#### Listing ####

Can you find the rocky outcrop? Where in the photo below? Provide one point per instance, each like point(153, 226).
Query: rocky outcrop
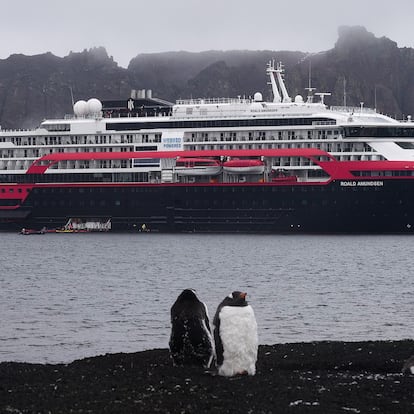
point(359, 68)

####
#### Listing ####

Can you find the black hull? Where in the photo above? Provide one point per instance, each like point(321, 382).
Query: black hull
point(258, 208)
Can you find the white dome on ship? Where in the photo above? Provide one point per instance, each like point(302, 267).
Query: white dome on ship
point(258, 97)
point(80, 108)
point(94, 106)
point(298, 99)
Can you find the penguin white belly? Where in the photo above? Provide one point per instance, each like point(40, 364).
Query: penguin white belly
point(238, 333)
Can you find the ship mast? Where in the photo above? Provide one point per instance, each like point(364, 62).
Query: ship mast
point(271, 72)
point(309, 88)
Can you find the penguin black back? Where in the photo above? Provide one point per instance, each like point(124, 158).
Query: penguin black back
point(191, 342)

####

- **What the exercise asks**
Could you rewrite the data starting at the line containing "Can you find the rocky" and ending at the line containing "point(359, 68)", replacing "rocky outcrop" with "stone ledge" and changing nothing else? Leave the pictures out of your answer.

- **Solution to this task**
Can you find the stone ledge? Where in the photo below? Provide one point per instance, each like point(153, 226).
Query: stone ledge
point(359, 68)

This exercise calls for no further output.